WHAT THE TASK REQUIRES => In your copy, repeat the records exactly and leave out the pictures.
BEGIN MATERIAL SUPPLIED
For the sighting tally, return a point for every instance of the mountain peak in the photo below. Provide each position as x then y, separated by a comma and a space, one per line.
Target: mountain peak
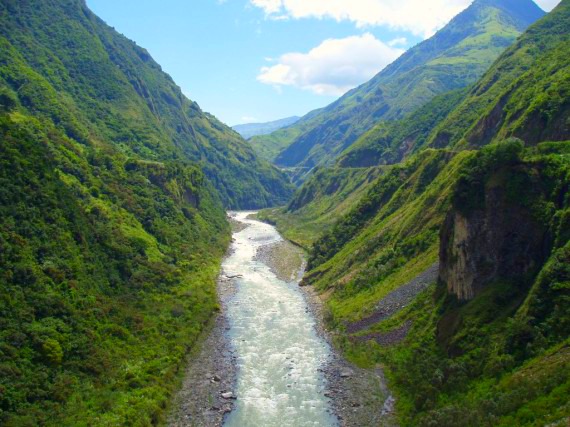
524, 12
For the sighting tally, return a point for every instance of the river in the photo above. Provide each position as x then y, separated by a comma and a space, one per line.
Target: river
279, 354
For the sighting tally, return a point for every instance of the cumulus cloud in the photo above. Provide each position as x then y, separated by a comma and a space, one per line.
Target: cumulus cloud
333, 67
420, 17
400, 41
548, 5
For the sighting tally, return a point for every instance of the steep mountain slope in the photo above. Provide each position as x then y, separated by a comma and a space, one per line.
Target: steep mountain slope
453, 58
488, 344
253, 129
115, 91
509, 88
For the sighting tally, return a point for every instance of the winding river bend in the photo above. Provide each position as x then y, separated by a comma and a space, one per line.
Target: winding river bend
279, 354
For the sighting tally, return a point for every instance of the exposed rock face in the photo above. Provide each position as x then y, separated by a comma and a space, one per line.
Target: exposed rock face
501, 240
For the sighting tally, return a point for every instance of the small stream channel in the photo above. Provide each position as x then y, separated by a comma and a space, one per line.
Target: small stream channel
279, 354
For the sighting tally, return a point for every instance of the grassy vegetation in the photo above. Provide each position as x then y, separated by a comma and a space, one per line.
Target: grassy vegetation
499, 359
108, 273
112, 224
454, 58
508, 101
327, 195
103, 86
502, 357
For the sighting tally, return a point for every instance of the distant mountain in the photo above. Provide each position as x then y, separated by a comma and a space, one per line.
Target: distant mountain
253, 129
455, 57
113, 195
115, 91
450, 268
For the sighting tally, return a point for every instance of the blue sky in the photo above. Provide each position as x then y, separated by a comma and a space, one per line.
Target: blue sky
261, 60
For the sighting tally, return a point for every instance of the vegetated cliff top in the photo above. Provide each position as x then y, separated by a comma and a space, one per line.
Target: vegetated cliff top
454, 57
114, 91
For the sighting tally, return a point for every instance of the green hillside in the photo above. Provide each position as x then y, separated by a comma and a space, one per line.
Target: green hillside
113, 189
453, 58
114, 91
508, 101
450, 269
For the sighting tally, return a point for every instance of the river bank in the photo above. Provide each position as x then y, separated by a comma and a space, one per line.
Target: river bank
357, 397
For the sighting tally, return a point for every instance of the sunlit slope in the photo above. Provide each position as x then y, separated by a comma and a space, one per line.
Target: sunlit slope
116, 92
453, 58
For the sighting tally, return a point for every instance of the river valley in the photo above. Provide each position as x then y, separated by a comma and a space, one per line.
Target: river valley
267, 360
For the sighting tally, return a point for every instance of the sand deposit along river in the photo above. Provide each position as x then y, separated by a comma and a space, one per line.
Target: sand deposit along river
278, 352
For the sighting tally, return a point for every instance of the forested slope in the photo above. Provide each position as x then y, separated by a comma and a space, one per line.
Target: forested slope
112, 225
114, 91
453, 58
484, 340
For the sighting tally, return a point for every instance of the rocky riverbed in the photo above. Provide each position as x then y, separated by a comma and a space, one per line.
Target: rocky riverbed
358, 397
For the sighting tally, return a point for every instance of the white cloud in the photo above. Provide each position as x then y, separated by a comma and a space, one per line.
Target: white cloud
548, 5
400, 41
333, 67
420, 17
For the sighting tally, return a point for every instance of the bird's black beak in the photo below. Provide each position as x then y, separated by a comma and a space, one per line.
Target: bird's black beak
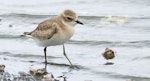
79, 22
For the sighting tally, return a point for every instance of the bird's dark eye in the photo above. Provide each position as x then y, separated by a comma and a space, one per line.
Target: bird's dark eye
69, 18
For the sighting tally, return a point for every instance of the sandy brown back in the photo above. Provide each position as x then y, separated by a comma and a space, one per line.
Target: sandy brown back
46, 29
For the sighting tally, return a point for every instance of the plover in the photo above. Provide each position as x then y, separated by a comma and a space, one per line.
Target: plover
2, 67
56, 31
108, 54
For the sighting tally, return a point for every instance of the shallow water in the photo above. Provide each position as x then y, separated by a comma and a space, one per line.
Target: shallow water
129, 39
END MATERIAL SUPPLIED
ANSWER AREA =>
For the sighting tally, return a point for every instance of the mountain peak in the photo below. Provide each position as x then y, separated by a comma and a space, one per line.
Target: mountain peak
524, 12
For the sighting tally, return a point for every instance of the river in the photo above. Provide each position as x then y, separated by a comma and a space, one per line.
Target: river
279, 354
For the sighting tally, return a point for every instance of the cumulus cloud in the photo above. Provide each position as x then y, separated by a comma and a space, one per line.
Target: cumulus cloud
333, 67
420, 17
400, 41
548, 5
For the sighting tally, return a point for every instance of the steep mountain slope in the photo above. Provide each position as x then y, separated by a comma and a space, one per line.
Target: steep mountain slope
453, 58
488, 344
253, 129
115, 91
509, 88
For the sighting tally, return a point for every instance of the winding river bend in the photo above. Provide each position as x then y, separated by a comma and a space, one per line.
Target: winding river bend
279, 354
For the sighting tally, return a point for every instance of the exposed rock face in the photo above. Provide each position as x then y, separated by a comma and a space, one per line.
Target: exposed rock face
501, 240
For the sighting tally, return a point for every instance of the small stream channel in the photo above. Provide each position as x then y, separated by a comma and a space, one per line.
Target: small stream channel
279, 354
For the sighting tally, return a point for every instance of the grassy vegetation in the photo above. Provide each position as x then y, separated by a comma and a space, one per line.
Target: grassy vegetation
499, 359
108, 273
112, 224
454, 58
508, 101
327, 195
103, 86
502, 357
For the sighting tally, return a point for every instance of the distant mountain in the photo above. Provide each position as x then y, separated by a comma and a space, one per line.
Target: distant mountain
253, 129
455, 57
113, 195
115, 91
450, 268
For the sighting tally, return a point for every instance of the blue sky in the photo above. Provide each position as x then y, separated by a comma and a space, one per line.
Target: blue sky
261, 60
For the sighting tally, return a point for every instance of the vegetated cliff top in the photo above. Provide each position as x then y, separated by a comma and a space, one per line.
Target: vegetated cliff top
454, 57
114, 91
For the sighting tally, return a point for every instance of the green hillside in the photo above. Provide each position as x then y, separated by a comma and a space, one per line.
Target: green hillside
113, 189
453, 58
114, 91
508, 101
450, 269
For the sighting tally, return a point for every instance of the river bank in the photo above. Provide each position as x then y, separated by a comma and a space, one per line.
Target: river bank
357, 397
For the sighting tally, return a point for every instance of the sunlit slope in the photo above. Provide each position as x then y, separated by a comma and a space, one per line.
Target: sunlit slope
116, 92
453, 58
For the sighting tally, return a point for every instance of the river valley in the photo above. Provide each position as x then y, separated by a comma and a space, one per line.
Target: river valley
267, 360
For the sighting tally, return a point for every instance of the sand deposit along river in the photo above. Provide each position as x then y, separated by a comma and a space, one per line.
Target: sand deposit along river
278, 352
For the sighting tally, return a point for every instance of the forested slope in the photo above. Provide each position as x then y, separated by a comma and a space, one per line.
Target: forested slope
112, 225
114, 91
453, 58
484, 340
For the sighting tally, return a point for every instance of the rocky riverbed in the photo above. Provide each position as x then y, separated by a comma and a space, one per line.
Target: rocky riverbed
358, 397
For the sighting tally, return a point for every instance of the white cloud in the photo above. Provide each position as x then y, separated by a comma and a space, one per line.
Target: white cloud
548, 5
400, 41
333, 67
420, 17
For the sighting tally, return a point for every instance of the bird's black beak in the photo below. Provide each position as x then y, separated by a comma and a space, one per line.
Target: bird's black beak
79, 22
For the sighting tally, return a point for every instance of the bird's dark eye in the photo above. Provide each position as x then y, separated by a comma and a space, one per line.
Target: bird's dark eye
69, 18
For the sighting tally, return a point for every instance of the sandy brown back in the photo above. Provide each position as x then y, separated by a comma and a space, one per line.
Target: sandy brown back
46, 29
For the sighting tally, return a point for every instance of the plover in the photo above. Provide each position as x then y, separated by a comma and a space, one per line.
Target: plover
2, 67
56, 31
108, 54
For the sighting tally, return a point for every instance of the shallow water in the photo above. Provide each position as x then y, separated by a comma and a space, one per line.
Target: shallow water
129, 39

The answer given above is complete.